» **PROVIDED TEXT**:
----

Original signed by Nicholas II.
Source: Unattributed translation from Polnoe sobranie zakonov Rossiiskoi Imperii, 3rd series, vol. XXV/I, no. 26803. Revised (syntax emendations) Jon Bone.
Excerpt on the Manifesto from The Memoirs Of Count Witte
The Manifesto was drawn up hastily, and until the last moment I did not know whether His Majesty would sign it. Had it not been for Grand Duke Nikolai Nikolaievich, (1) he possibly would not have done it. It is noteworthy that as soon as the Manifesto came out, the Grand Duke embraced the creed of the Black Hundreds. Prince A. D. Obolenskii, (2) one of its authors, was in a state of neurotic exhaustion at the time he took part in its drafting. Several days after the publication of the act, this earnest advocate told me that his participation in the movement for the Manifesto had been the greatest sin of his life. In the days immediately preceding its publication, His Majesty conducted two parallel sets of conferences. I participated in one, [I. L.] Goremykin (3) in the other. This extreme duplicity at such a critical time greatly discouraged me.
As a matter of fact, I was rather opposed to the publication of a constitutional manifesto. I gave much thought to the alternative plan of setting up a military dictatorship. The original text of the document was drafted against my will and behind my back. Seeing however that those on high were intent upon issuing the Manifesto, I insisted that my own version of it be adopted if I were to be appointed Prime Minister.
The effect of the act of October 17th was in many ways salutary. Thus for instance the Manifesto destroyed the unified front that had made the opposition camp so formidable. It sobered up the country, so that the voice of patriotism was heard in the land again. Propertied people got ready to do battle and rose in defense of their possessions. But it also had its serious drawbacks.

----

» **MATERIAL SHOWN**:
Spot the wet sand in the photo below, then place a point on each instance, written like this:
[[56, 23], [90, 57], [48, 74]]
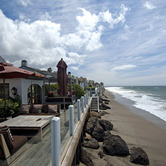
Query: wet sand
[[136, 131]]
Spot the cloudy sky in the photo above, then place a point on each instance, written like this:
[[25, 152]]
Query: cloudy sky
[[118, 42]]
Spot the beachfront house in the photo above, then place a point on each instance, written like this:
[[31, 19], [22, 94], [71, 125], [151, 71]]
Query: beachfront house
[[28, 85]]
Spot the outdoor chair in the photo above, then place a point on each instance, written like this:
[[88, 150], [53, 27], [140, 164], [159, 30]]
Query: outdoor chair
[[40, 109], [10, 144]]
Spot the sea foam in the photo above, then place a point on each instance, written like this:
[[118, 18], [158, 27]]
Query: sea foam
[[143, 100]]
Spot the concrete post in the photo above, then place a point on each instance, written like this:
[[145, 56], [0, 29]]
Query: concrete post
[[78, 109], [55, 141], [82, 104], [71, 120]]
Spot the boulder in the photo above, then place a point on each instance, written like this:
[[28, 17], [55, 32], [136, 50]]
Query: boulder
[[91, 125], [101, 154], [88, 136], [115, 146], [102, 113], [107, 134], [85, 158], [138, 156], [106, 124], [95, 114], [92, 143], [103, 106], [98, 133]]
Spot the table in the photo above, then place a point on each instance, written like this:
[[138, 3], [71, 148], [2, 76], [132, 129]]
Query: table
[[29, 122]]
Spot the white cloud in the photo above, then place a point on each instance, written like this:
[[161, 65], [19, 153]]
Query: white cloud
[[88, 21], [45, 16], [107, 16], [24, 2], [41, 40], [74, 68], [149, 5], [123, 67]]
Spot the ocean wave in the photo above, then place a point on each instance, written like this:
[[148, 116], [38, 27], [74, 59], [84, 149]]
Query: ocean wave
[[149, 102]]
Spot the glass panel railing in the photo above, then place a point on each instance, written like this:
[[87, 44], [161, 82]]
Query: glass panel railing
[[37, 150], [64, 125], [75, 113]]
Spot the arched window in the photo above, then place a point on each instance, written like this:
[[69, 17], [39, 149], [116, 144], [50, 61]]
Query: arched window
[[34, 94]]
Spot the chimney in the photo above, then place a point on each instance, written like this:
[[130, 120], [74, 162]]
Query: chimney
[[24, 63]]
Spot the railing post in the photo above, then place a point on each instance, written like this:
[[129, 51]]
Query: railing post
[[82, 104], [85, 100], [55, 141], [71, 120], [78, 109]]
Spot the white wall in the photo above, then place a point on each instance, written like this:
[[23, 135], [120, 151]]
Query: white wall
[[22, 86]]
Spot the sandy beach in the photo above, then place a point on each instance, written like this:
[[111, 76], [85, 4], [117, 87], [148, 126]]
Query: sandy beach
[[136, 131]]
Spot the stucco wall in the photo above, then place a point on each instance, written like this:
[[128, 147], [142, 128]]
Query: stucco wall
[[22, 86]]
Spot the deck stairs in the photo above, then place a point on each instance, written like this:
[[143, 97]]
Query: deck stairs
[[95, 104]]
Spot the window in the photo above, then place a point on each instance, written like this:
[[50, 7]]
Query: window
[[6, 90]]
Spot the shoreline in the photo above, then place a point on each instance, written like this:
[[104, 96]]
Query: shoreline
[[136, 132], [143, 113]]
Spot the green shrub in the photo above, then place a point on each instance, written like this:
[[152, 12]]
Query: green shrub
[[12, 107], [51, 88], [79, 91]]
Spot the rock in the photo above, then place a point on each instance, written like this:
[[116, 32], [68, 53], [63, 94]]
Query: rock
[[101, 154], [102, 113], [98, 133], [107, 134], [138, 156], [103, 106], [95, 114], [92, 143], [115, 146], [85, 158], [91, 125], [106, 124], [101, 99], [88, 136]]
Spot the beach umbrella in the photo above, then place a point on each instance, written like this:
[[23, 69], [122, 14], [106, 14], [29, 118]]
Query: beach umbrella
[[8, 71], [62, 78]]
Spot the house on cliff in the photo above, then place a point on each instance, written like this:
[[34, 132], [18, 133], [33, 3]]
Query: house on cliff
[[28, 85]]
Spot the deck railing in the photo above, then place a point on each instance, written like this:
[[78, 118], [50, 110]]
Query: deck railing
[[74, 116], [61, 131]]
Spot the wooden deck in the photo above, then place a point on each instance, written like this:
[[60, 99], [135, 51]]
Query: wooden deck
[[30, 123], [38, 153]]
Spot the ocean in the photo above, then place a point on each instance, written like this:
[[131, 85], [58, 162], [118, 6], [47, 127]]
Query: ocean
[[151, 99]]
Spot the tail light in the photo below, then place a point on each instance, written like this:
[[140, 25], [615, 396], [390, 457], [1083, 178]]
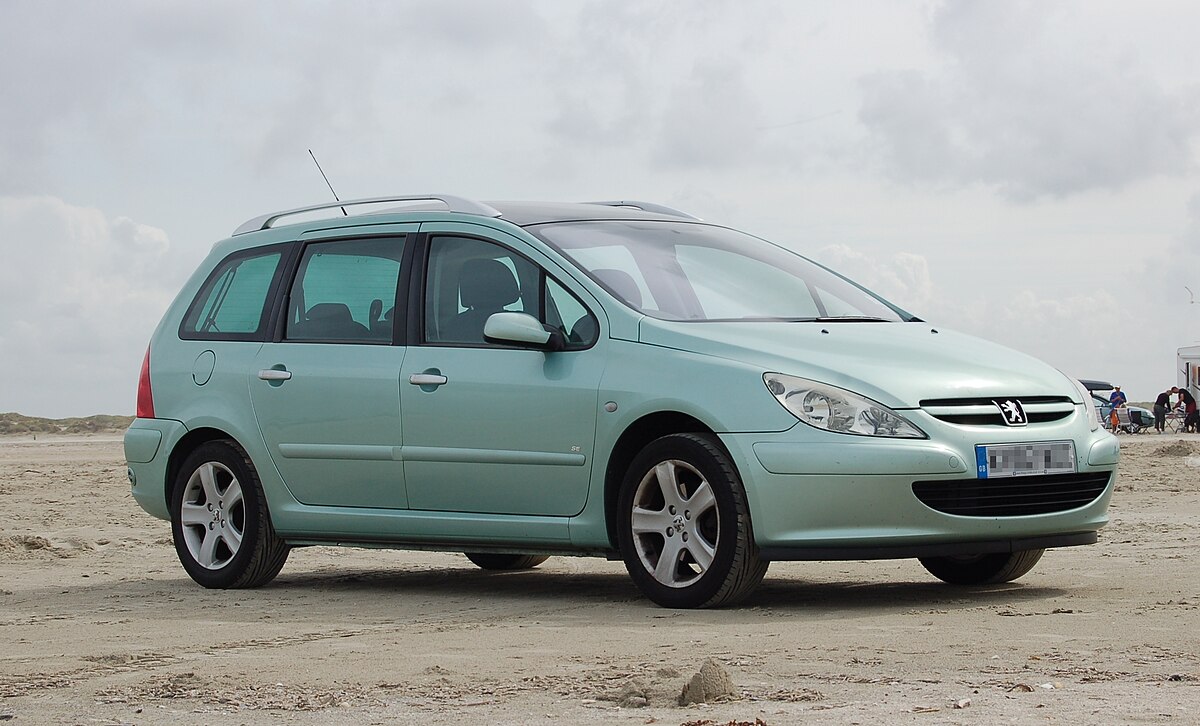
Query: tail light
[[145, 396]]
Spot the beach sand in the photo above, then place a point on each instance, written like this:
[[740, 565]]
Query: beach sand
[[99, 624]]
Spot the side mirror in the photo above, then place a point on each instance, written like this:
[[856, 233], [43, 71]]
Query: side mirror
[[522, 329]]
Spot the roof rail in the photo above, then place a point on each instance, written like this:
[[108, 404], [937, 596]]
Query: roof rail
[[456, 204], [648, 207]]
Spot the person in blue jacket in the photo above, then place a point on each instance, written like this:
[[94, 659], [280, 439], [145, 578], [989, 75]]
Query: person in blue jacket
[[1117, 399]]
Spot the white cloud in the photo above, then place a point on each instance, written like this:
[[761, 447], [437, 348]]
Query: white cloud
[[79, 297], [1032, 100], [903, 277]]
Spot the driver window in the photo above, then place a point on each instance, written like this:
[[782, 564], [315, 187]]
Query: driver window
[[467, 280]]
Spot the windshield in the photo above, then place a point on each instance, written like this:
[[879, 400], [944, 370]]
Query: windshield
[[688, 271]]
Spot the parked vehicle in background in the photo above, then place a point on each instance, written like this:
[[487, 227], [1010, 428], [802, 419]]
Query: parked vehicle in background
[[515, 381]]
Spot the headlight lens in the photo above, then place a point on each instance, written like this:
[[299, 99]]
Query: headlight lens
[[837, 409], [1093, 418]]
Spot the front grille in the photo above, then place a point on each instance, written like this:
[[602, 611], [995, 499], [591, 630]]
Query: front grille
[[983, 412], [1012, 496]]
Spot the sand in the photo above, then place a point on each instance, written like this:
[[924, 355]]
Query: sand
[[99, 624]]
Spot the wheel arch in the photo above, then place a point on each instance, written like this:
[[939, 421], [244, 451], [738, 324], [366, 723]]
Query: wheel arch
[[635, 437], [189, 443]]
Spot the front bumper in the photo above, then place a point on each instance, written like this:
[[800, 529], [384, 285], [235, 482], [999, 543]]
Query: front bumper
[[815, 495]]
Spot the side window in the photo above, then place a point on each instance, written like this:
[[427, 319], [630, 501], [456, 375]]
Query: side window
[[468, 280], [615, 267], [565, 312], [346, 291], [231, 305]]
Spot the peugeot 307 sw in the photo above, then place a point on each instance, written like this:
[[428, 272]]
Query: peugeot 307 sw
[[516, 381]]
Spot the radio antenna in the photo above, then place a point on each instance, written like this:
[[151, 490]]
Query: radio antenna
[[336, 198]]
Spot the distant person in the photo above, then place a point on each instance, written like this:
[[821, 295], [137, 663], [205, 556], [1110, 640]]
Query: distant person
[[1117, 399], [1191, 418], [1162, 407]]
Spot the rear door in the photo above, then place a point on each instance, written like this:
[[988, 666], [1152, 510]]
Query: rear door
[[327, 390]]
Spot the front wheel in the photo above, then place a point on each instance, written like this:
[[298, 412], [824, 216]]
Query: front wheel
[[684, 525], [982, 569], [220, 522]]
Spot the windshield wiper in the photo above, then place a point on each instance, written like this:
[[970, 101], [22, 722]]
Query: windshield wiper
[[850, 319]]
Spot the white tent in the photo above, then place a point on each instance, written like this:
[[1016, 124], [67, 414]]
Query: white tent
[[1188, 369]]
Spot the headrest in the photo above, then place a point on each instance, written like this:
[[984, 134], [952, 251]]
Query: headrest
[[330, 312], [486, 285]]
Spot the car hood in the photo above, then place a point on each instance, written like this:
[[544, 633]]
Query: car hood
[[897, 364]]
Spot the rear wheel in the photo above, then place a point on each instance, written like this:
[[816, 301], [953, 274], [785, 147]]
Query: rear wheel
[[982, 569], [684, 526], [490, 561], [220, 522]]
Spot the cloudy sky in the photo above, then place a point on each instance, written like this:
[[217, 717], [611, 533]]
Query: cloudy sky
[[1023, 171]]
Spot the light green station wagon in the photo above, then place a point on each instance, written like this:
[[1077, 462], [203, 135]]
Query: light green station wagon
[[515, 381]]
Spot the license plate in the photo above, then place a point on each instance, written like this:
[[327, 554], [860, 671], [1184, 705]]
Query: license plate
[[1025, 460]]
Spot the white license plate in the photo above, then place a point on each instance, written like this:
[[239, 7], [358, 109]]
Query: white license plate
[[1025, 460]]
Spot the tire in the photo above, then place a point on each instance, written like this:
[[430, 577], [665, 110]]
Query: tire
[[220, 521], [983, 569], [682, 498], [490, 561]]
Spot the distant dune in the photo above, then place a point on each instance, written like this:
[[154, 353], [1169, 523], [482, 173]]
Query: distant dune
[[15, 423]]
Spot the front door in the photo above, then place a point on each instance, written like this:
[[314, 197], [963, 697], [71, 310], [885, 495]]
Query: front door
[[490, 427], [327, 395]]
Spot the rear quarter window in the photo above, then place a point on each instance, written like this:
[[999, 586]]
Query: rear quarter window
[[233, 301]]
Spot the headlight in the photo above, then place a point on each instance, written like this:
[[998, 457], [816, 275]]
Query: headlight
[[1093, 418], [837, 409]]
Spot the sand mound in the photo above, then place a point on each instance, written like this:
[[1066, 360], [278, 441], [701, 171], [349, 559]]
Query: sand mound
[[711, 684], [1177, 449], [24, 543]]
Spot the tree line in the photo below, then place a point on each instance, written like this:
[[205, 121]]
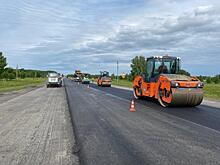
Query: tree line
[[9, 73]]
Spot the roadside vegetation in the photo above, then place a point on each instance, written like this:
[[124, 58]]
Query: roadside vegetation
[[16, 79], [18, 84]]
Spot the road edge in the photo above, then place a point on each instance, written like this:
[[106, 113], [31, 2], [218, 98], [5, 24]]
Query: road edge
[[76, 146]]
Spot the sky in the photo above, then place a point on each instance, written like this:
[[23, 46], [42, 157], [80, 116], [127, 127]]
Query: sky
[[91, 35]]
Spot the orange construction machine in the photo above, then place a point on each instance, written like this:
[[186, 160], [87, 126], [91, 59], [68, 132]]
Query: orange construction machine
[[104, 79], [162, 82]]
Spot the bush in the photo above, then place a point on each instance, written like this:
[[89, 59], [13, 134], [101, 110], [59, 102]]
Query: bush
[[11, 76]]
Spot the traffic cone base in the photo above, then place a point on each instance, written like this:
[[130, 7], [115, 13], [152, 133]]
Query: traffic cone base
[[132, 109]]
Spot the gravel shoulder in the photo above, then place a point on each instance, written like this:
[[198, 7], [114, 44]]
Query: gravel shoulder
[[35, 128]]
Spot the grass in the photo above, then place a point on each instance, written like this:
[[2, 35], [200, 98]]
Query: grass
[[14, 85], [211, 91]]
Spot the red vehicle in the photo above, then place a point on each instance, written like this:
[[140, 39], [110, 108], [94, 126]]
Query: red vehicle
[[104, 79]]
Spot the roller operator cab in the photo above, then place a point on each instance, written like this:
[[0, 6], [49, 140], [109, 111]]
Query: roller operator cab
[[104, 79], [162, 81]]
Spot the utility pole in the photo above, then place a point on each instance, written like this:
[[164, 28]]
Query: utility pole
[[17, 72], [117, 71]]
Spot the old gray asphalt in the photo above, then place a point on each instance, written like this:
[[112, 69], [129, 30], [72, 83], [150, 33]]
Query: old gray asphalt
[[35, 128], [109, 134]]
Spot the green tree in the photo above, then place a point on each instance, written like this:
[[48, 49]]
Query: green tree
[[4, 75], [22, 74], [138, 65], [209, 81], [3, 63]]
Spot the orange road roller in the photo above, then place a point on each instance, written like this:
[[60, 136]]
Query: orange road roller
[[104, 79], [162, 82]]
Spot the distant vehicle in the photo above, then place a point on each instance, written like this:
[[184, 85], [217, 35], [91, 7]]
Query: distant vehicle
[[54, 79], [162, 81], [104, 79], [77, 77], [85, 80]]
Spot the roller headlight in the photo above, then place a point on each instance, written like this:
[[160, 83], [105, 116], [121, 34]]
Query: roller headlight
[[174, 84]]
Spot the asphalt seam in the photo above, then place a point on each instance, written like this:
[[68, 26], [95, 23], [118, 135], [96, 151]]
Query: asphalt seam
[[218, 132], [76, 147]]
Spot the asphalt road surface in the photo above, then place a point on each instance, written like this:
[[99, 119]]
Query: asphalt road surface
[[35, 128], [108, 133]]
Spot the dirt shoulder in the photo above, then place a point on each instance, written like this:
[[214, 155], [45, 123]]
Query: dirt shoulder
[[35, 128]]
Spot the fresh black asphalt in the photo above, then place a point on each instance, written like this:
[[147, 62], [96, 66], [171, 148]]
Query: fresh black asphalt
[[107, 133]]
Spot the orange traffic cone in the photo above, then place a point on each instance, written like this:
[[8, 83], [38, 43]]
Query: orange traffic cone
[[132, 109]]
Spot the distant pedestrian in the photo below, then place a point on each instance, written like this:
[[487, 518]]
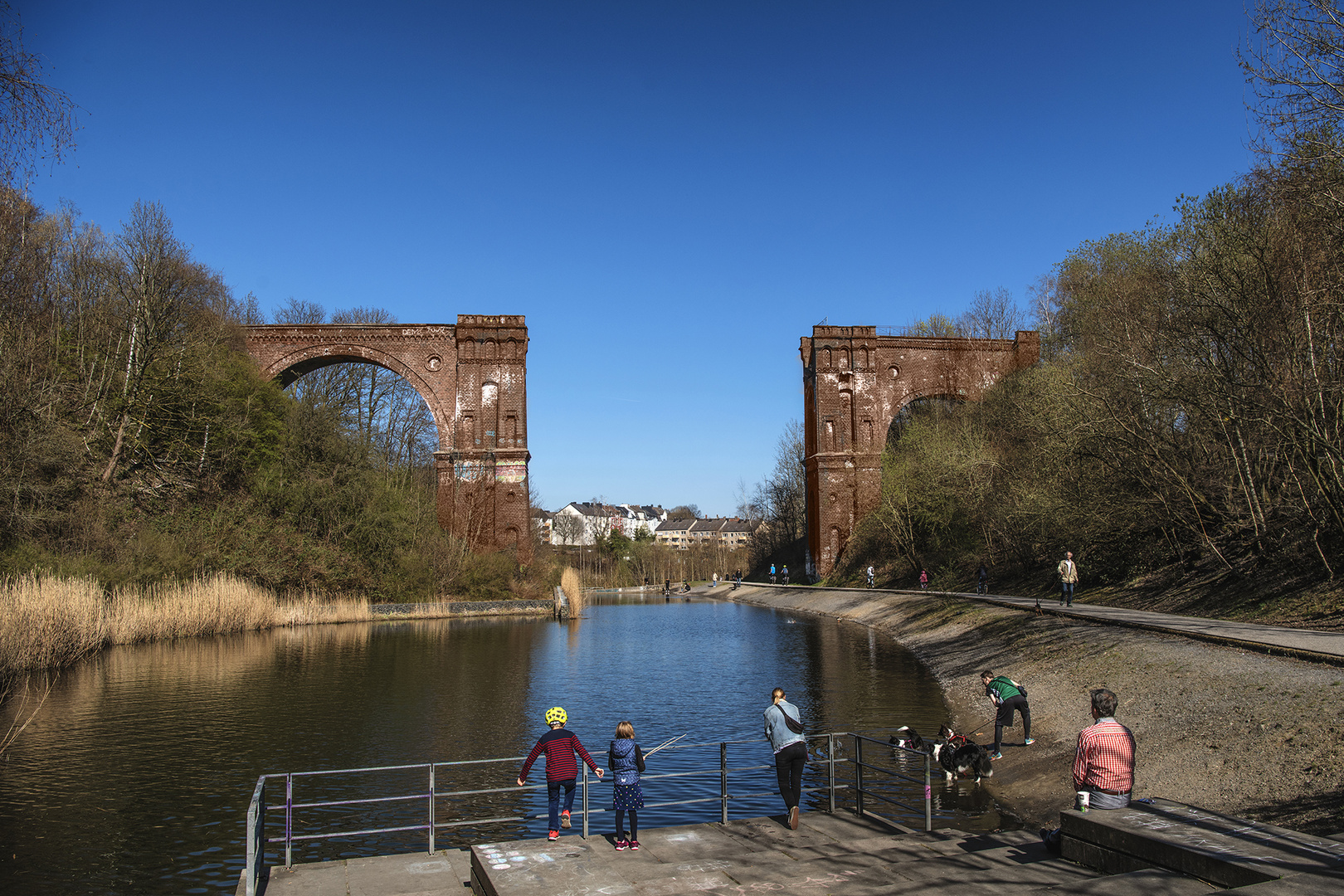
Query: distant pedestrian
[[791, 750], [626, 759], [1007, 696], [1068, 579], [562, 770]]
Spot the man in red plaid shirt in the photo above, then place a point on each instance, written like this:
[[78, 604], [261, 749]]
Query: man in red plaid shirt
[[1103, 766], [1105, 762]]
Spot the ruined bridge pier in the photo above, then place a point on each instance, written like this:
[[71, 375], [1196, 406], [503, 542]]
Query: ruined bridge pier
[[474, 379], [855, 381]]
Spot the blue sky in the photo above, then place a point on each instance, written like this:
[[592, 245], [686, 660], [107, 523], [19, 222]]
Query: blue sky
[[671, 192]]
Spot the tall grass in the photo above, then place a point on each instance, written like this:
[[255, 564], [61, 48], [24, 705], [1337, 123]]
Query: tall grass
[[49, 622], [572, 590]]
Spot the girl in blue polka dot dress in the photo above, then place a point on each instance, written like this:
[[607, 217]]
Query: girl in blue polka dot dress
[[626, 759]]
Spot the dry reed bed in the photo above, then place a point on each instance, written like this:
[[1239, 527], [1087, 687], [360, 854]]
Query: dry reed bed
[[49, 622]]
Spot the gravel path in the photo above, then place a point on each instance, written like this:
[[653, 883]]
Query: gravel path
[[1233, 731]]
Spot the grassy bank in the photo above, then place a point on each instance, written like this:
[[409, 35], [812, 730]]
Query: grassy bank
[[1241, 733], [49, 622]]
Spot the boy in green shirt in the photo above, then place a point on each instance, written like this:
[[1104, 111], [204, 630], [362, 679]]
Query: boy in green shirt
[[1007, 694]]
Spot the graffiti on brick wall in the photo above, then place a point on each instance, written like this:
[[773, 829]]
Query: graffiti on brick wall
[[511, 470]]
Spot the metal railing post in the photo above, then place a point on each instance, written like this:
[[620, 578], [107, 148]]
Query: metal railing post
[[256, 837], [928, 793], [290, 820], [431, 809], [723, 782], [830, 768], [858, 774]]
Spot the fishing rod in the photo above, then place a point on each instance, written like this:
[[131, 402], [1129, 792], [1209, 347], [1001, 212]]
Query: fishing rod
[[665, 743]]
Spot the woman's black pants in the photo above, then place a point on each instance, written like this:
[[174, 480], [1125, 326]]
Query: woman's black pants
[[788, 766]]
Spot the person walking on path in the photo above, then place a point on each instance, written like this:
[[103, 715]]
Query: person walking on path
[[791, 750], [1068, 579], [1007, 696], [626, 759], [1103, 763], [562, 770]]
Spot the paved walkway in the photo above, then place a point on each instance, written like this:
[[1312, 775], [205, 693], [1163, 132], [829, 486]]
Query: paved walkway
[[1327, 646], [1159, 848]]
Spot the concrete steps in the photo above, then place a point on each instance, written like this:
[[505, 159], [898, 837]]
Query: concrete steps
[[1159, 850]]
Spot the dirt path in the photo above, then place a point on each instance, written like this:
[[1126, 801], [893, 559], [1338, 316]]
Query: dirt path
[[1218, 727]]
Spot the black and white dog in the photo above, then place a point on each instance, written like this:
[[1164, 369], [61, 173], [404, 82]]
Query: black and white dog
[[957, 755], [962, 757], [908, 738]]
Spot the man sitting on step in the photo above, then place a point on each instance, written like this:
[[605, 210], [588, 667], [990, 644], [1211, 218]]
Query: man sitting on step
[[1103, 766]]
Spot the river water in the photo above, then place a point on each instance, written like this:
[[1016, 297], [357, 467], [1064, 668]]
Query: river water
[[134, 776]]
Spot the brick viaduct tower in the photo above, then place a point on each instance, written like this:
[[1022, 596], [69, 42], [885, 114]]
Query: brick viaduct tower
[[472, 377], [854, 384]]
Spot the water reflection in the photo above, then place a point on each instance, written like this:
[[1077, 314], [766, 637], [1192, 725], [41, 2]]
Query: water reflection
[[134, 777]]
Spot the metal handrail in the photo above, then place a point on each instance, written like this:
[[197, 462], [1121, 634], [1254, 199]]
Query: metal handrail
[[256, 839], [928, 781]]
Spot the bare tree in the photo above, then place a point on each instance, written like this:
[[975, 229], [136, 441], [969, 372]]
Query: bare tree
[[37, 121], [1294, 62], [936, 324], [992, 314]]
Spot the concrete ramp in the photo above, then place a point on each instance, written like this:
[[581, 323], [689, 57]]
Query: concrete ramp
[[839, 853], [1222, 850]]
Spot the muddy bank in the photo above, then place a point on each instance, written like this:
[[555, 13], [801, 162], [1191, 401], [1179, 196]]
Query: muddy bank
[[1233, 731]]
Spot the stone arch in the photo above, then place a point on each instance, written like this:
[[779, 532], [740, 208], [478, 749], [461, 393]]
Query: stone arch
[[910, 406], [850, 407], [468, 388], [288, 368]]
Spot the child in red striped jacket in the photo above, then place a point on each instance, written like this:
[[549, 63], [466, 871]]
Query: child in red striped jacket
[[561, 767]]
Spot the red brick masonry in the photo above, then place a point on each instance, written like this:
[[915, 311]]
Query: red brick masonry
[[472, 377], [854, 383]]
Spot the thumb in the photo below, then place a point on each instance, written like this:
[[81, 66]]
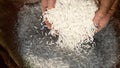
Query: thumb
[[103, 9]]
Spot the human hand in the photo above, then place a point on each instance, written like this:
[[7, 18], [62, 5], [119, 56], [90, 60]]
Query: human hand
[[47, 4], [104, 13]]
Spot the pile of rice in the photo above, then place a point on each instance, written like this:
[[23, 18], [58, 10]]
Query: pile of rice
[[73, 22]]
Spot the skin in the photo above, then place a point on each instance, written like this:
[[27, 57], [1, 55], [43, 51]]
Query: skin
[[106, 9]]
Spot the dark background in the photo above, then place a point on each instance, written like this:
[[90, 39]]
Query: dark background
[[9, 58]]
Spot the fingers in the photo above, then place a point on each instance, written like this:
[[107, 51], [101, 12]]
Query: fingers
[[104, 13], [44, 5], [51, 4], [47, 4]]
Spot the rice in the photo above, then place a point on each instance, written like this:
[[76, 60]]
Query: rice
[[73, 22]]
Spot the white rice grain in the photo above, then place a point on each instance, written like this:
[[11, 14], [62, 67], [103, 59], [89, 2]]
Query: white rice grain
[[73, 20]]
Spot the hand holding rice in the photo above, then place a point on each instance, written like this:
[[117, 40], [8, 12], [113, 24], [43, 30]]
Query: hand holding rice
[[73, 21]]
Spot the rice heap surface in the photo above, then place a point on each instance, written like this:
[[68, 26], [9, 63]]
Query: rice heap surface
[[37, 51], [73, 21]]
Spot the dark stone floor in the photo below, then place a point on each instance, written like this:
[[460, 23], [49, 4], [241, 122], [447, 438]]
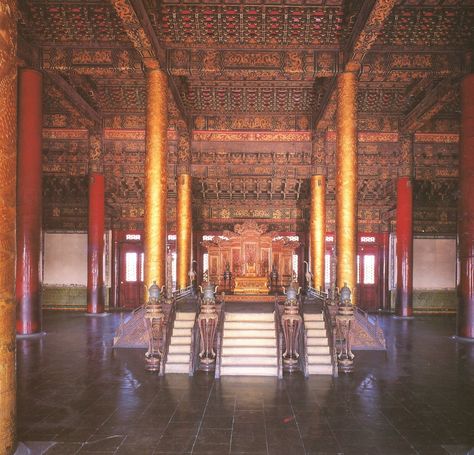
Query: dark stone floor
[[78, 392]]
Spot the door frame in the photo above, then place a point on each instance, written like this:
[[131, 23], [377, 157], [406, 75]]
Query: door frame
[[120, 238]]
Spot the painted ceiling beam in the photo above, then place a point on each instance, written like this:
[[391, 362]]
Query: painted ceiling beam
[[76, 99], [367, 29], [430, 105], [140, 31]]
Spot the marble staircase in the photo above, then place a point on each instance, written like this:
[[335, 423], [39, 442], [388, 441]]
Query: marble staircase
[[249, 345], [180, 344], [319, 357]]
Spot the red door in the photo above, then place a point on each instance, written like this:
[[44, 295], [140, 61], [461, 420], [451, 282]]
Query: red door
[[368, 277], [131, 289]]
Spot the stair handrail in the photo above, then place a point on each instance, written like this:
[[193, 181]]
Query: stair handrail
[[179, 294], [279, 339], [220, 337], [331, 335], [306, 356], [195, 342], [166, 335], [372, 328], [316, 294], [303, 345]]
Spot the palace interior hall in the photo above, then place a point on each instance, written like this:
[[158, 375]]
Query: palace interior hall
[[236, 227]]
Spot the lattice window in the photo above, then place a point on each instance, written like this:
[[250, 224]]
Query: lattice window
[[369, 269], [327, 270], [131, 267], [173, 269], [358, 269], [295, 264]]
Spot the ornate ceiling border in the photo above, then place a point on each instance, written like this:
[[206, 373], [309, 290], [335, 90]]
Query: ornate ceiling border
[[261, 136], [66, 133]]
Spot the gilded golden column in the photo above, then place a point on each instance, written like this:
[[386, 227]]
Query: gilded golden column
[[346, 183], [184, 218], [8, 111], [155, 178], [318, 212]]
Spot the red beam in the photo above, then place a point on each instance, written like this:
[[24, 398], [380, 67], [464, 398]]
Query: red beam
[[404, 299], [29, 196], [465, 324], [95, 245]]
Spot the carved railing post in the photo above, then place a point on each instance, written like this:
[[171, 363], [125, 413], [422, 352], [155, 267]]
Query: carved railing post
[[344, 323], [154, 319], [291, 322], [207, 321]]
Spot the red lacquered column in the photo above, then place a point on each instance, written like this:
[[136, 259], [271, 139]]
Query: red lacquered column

----

» **WHAT YOU WILL DO**:
(1) In the excerpt from Count Witte's memoirs, what alternative to a constitutional manifesto did Witte give much thought to?
(2) According to the excerpt from Count Witte's memoirs, why was the effect of the act of October 17th in many ways salutary? Answer in one to three sentences.
(3) Extend the excerpt from Count Witte's memoirs on the Manifesto, starting after its final sentence.
The lines play no part in this work.

» **EXPECTED OUTPUTS**:
(1) Setting up a military dictatorship.

(2) The Manifesto destroyed the unified front that had made the opposition camp so formidable. It also sobered up the country so that the voice of patriotism was heard again, and propertied people rose in defense of their possessions.

(3)
The Manifesto was a bolt from the blue. Most provincial authorities did not understand what was happening, and many clearly lacked sympathy for the new course of policy. Because the Manifesto arrived so unexpectedly, regions that had already been in tension were thrown into a frenzy by it. Violent outbreaks -- both revolutionary and counter-revolutionary -- took place all over the country, the reactionary manifestations involving (of course) anti-Jewish pogroms. (4) These last were organized (or at least encouraged) by local authorities. That is what I feared, and that was why I opposed the idea of issuing a Manifesto. Furthermore, it cast the shadow of undue haste upon all the other acts of the Government.
I did not for a moment doubt the necessity of a parliamentary regime for the country. In those days even the conservatives advocated a constitution. In fact, there were no conservatives in Russia on the eve of October 17, 1905. The Manifesto cut Russia's past from its present like a scalpel. This historic operation was surely necessary, but it should have been performed with greater care and more precautions. Still, I thank God that the constitution has been granted. It is far better that the past has been cut off (even though somewhat roughly and hurriedly) than if it had been slowly hacked off with a blunt saw wielded by a bungling surgeon....
Notes:
1. Nikolai Nikolaevich Romanov, the Tsar's first cousin once removed. Popular in military circles, he apparently was instrumental in convincing the Tsar that order could in fact be maintained if/when the Manifesto was signed.
2. Aleksandr Dmitrovich Obolenskii (1847-1917). Member of an old noble family, one of whom (E. P. Obolenskii) had been a noted Decembrist. Owner of the Bakhmet'ev glass factories from 1884, from 1892 the Head Procurator of the Second Department of the State Senate.
3. I. L. Goremykin, Minister of Internal Affairs 1895-1899, President of the Council of Ministers in April-June 1906 and again 1914-1916. A counter-reformer and opponent of the progressive bloc in the Duma, he was considered a protege of Tsarina Alexandra and of Grigorii Rasputin.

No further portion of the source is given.